[Opening TASK INPUT section]

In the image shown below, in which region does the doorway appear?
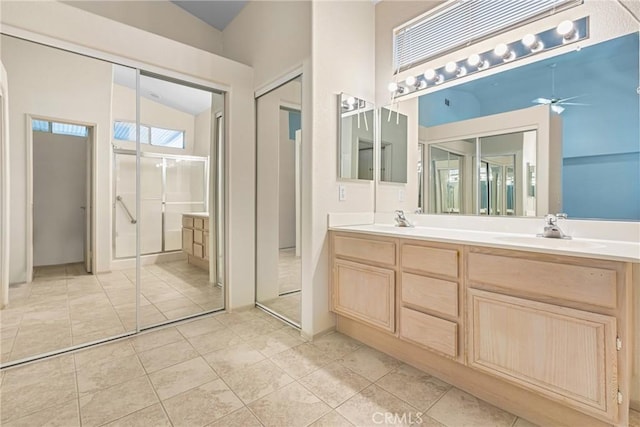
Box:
[255,75,302,327]
[30,118,94,277]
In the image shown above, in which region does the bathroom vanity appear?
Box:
[329,224,639,427]
[182,213,209,270]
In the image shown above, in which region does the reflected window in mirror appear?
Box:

[Closing TASK INPUT section]

WHAT IS BEING ASKED: Collect from the data above every line that includes "shown".

RESPONSE TO THIS TASK:
In the image shown below, in which region does the doorway appear?
In the image shown above, in which region does the bathroom vanity appear?
In the image shown above, in which region does the reflected window in mirror appear?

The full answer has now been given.